--- START ---

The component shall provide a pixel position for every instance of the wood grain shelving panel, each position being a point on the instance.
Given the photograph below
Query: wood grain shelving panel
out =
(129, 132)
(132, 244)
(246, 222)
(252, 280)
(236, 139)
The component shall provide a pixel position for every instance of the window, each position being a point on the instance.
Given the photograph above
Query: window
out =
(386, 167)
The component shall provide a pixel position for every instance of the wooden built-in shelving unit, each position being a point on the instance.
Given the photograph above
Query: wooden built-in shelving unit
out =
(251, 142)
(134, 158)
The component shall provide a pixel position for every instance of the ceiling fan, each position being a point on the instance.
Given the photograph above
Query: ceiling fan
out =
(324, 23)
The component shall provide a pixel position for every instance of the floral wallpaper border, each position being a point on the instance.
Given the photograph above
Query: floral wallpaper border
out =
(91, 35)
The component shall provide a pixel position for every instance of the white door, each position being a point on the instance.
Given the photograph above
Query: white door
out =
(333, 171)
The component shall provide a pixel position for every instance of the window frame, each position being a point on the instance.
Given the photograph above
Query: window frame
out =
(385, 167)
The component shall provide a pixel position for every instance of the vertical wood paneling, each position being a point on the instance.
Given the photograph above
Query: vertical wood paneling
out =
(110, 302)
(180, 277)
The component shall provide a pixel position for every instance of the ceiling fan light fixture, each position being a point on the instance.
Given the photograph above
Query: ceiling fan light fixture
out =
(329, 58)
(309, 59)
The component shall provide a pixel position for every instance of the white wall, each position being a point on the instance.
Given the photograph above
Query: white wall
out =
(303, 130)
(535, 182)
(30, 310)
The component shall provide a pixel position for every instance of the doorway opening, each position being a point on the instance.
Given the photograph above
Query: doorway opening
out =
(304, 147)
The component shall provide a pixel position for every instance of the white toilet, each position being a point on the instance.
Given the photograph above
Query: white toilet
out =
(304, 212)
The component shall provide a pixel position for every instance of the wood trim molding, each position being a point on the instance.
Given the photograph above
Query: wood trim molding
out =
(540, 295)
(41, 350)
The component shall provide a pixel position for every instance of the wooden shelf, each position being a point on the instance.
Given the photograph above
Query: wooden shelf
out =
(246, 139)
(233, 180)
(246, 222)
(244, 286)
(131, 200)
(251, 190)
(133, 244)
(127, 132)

--- END ---

▶ ASSIGNMENT
Where in the entries above does the word "paneling" appear? Copy each line that has it.

▶ RESPONSE TO THIS TASK
The component shall provide a pixel position for every instance of the vertical wood paneling, each position being a point on the instance.
Query: vertical wood paneling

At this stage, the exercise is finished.